[Entries taken from a collection]
++++

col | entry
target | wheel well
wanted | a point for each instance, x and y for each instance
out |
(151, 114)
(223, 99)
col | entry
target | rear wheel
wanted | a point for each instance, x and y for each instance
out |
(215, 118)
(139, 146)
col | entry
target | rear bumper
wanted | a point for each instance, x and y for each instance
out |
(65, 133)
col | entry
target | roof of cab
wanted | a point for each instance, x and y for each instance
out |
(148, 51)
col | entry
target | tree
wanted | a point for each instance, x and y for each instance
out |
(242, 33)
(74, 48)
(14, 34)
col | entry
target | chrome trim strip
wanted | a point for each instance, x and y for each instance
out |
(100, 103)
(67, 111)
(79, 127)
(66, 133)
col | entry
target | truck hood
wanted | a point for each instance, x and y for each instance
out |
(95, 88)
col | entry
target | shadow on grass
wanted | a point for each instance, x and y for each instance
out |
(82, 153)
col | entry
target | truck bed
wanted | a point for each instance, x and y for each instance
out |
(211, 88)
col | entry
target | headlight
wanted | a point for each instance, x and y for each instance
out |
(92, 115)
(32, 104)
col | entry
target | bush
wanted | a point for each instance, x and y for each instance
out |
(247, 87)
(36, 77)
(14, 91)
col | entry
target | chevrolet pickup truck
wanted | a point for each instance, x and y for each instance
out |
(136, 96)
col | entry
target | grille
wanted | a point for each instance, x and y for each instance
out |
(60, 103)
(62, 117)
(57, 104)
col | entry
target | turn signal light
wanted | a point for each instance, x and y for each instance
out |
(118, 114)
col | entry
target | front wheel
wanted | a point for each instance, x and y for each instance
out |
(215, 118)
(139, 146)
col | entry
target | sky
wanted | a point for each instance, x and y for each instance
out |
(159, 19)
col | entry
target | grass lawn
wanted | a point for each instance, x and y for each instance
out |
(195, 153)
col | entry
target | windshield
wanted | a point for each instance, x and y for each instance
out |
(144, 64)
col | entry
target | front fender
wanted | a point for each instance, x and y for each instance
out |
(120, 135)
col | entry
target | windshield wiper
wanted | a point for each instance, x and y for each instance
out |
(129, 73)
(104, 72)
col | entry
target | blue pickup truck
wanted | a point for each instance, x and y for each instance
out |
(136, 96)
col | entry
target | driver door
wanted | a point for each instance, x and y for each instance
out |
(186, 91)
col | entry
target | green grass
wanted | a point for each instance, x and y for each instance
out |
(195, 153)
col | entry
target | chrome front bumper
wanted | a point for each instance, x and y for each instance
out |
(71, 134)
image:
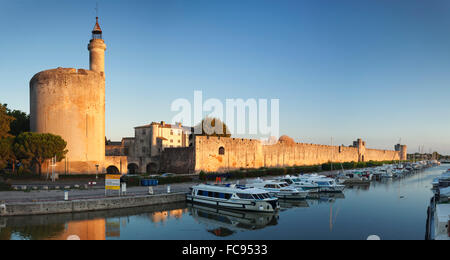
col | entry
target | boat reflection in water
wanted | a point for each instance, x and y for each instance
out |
(325, 196)
(226, 222)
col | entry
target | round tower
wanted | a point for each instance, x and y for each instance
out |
(71, 103)
(97, 48)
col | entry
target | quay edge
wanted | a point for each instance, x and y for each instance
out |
(57, 207)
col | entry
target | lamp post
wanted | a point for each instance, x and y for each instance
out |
(96, 175)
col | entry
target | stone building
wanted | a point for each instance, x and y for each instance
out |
(219, 154)
(71, 103)
(145, 149)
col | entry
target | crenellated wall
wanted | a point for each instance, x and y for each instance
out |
(246, 153)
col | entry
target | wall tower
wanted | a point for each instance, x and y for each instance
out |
(71, 103)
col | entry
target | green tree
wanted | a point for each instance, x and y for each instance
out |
(40, 147)
(7, 153)
(212, 127)
(21, 123)
(5, 122)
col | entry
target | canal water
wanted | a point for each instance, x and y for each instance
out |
(390, 209)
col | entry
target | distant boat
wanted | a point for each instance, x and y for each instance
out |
(325, 184)
(233, 196)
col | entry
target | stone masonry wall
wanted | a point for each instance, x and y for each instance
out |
(245, 153)
(178, 160)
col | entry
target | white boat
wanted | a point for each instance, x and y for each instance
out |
(299, 184)
(325, 184)
(442, 181)
(279, 189)
(438, 221)
(233, 196)
(386, 173)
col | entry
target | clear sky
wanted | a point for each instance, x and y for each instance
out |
(376, 69)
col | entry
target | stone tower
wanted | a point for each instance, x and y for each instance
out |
(71, 103)
(97, 49)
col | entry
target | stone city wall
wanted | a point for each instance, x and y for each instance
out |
(178, 160)
(214, 154)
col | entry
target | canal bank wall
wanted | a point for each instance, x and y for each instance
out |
(74, 206)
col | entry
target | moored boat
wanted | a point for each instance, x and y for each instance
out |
(279, 189)
(233, 196)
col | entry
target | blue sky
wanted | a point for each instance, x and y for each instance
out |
(376, 69)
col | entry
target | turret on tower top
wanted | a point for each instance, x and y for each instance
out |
(97, 49)
(97, 32)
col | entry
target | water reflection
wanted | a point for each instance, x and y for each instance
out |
(223, 222)
(390, 208)
(99, 225)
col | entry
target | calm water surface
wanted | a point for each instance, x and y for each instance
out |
(391, 209)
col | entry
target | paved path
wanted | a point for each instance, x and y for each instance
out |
(99, 192)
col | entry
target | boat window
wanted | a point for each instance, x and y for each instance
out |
(245, 196)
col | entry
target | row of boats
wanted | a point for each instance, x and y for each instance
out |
(262, 195)
(386, 171)
(438, 222)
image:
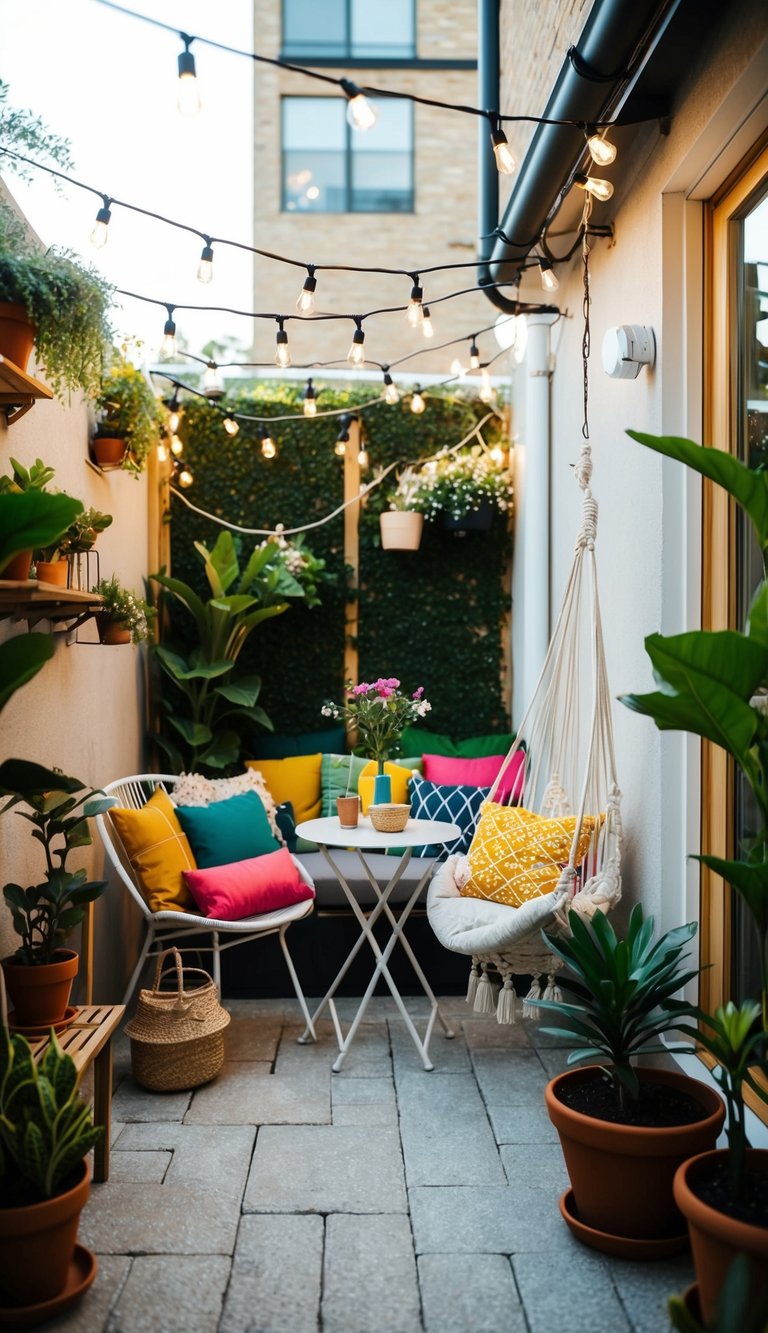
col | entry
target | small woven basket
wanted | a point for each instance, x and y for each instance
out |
(388, 819)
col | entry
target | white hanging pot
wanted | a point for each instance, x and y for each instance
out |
(400, 529)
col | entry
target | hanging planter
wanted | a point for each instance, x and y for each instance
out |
(400, 529)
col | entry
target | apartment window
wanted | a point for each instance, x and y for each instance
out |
(331, 168)
(350, 29)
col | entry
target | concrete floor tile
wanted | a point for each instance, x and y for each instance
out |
(319, 1169)
(362, 1295)
(276, 1276)
(470, 1292)
(183, 1295)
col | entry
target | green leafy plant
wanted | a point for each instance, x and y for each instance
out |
(67, 303)
(622, 993)
(46, 1128)
(59, 808)
(214, 692)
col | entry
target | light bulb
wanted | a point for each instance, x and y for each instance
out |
(602, 149)
(306, 301)
(550, 280)
(595, 185)
(206, 265)
(503, 153)
(100, 233)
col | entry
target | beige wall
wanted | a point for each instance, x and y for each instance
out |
(84, 711)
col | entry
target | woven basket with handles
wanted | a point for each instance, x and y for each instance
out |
(178, 1036)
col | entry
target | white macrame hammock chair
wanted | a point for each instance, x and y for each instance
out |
(570, 768)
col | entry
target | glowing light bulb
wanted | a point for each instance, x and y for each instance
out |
(602, 149)
(503, 153)
(206, 265)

++++

Leaving images out, please output every line of the data exactly.

col | entry
target | wheel well
wanted | a point for each instance, x and y for each instance
out |
(151, 114)
(223, 99)
col | entry
target | rear wheel
wanted | a point for each instance, x and y for each instance
out |
(215, 118)
(139, 146)
col | entry
target | rear bumper
wanted | a point for each instance, x and y for each instance
out |
(65, 133)
col | entry
target | roof of cab
wanted | a point for each instance, x and y for each instance
out |
(148, 51)
col | entry
target | tree
wanted | a point for each instance, x and y for each instance
out |
(242, 33)
(74, 48)
(14, 34)
col | entry
target | chrome trim strip
wanted | a point for each instance, x and y for each instance
out |
(100, 103)
(67, 111)
(79, 127)
(66, 133)
col | entry
target | truck hood
wanted | a point for each instance, x and y for each instance
out |
(95, 88)
col | entry
target | shadow on grass
wanted | a point for each instance, x and y for each instance
out |
(82, 153)
col | entry
target | truck bed
wanted | a point for each instance, x and y for each instance
out |
(211, 88)
col | entry
target | headlight
wanted | a point for each instance, x and y for each instance
out |
(92, 115)
(32, 104)
col | entry
target | bush
wanted | a point for each instance, x and y for each instance
out |
(247, 87)
(36, 77)
(14, 91)
col | entry
target | chevrolet pickup truck
wanted | a point for each instance, x and y for each instance
out |
(136, 96)
col | entry
target | grille
wanted | a point for each instance, x and y for each instance
out |
(60, 103)
(62, 117)
(57, 104)
col | entry
target | turn signal light
wanted | a point for each instance, x and y for each instance
out |
(118, 114)
col | entry
target | front wheel
wanted | a point for each instance, x and y for each instance
out |
(215, 118)
(139, 146)
col | entry
target | sky
wanted | a point for each instance, x and y for each instance
out |
(159, 19)
col | entry
target | grass lawn
wanted | a point for each instance, x and y for each instance
out |
(195, 153)
col | entry
target | windshield
wanted | a point for each instance, x and y for each instance
out |
(144, 64)
col | entry
target | front fender
wanted | a point for each instance, x and y for each instance
out |
(120, 135)
col | entry
target | windshield wiper
wanted | a point for each instance, x and y for each instance
out |
(129, 73)
(104, 72)
col | entry
target | blue pickup truck
wanted | a point for each instance, x and y for each instance
out |
(136, 96)
col | entry
target | driver door
wanted | a point for each instance, x and y for each instance
out |
(186, 91)
col | entry
target | green grass
wanted | a point for each instance, x and y for each instance
out |
(195, 153)
col | entry
target | chrome front bumper
wanted | a point for each instance, x and y for each instance
out |
(71, 134)
image:
col | entry
target | boat reflection in water
wanted | a point for each instance, x and y for each instance
out |
(325, 196)
(226, 222)
col | entry
target | round tower
wanted | a point for each instance, x and y for each instance
out |
(71, 103)
(97, 48)
col | entry
target | quay edge
wanted | a point for each instance, x and y for each instance
out |
(57, 207)
col | entry
target | lamp post
wanted | a point for each instance, x and y for each instance
out |
(96, 175)
col | entry
target | stone building
wanted | a point for each instance, x and y for each instance
out |
(219, 154)
(71, 103)
(145, 149)
col | entry
target | crenellated wall
wanted | a point for each instance, x and y for each instance
out |
(246, 153)
col | entry
target | wall tower
wanted | a point for each instance, x and y for each instance
out |
(71, 103)
col | entry
target | green tree
wanted | a point for each instance, x and y for each instance
out |
(40, 147)
(7, 153)
(212, 127)
(21, 123)
(5, 122)
col | entry
target | canal water
wanted | a point for each instance, x and y for each instance
out |
(390, 209)
col | entry
target | distant boat
wanted | a point for each instance, x and y for each instance
out |
(325, 184)
(233, 196)
col | entry
target | stone masonry wall
wanted | a point for each instance, x and y for each instance
out |
(245, 153)
(178, 160)
col | entry
target | white boat
wanted | a point for each instance, x and y for each instance
out |
(299, 184)
(325, 184)
(442, 181)
(279, 189)
(438, 221)
(233, 196)
(386, 173)
col | entry
target | clear sky
wanted | a point for each instance, x and y for each instance
out |
(376, 69)
col | entry
target | stone tower
wanted | a point for each instance, x and y for each instance
out |
(71, 103)
(97, 49)
col | entry
target | stone city wall
wanted | a point for each instance, x and y for each instance
out |
(178, 160)
(214, 154)
col | entry
target | canal bank wall
wanted | a point for each instance, x and y for each instance
out |
(74, 206)
col | entry
target | moored boat
wanted | a point for each instance, x and y for each instance
out |
(279, 189)
(233, 196)
col | entry
target | blue sky
wanted | a point for each instance, x and y for each instance
out |
(376, 69)
col | entry
target | turret on tower top
wanted | a point for each instance, x and y for each instance
out |
(97, 49)
(97, 32)
col | entry
target | water reflection
wanted | a point for each instance, x and y for each instance
out |
(223, 222)
(390, 208)
(99, 225)
col | entry
target | calm water surface
wanted | a point for each instance, x and y for each instance
out |
(391, 209)
col | entry
target | paved path
wanted | a point for each instance, x and y for each instance
out |
(99, 192)
col | entry
target | boat window
wanted | a point for each instance, x and y for each instance
out |
(245, 196)
col | entry
target | row of boats
wanted | a point for each instance, x and y for each instance
out |
(262, 195)
(386, 171)
(438, 222)
image:
col | entry
target | small woven basket
wanted | a point for each instance, x and y for each instance
out |
(388, 819)
col | entry
target | white hanging pot
wanted | a point for each instance, x and y for each instance
out |
(400, 529)
col | entry
target | hanging planter
wanted | a point for each instance, x and y for each instance
out |
(400, 529)
col | entry
target | apartment window
wanted | a point for each instance, x and y for each instance
out |
(331, 168)
(350, 29)
col | entry
target | concrete floor tile
wanted | a point for each instance, x and y for each instance
out |
(319, 1169)
(362, 1295)
(276, 1276)
(470, 1292)
(183, 1295)
col | entry
target | green leafy plant
wanted | a point for each instance, x and y for each instance
out |
(67, 303)
(622, 993)
(46, 1128)
(59, 808)
(214, 692)
col | entry
target | light bulb
wanted | a point for each instance, x and y for each instance
out |
(602, 149)
(306, 301)
(550, 280)
(595, 185)
(206, 265)
(503, 153)
(100, 233)
col | entry
target | beige wall
wanted | a point for each instance, x and y for each instance
out |
(84, 711)
col | entry
target | woven basket with handles
wanted | a point for each instance, x and y for each instance
out |
(178, 1036)
col | entry
target | white macrame hammock chair
wanted | a point for each instance, x and y for each instance
out |
(570, 768)
col | entry
target | glowing light bulb
wanted | a point for each instance, x and y for each instance
out |
(602, 149)
(503, 153)
(206, 265)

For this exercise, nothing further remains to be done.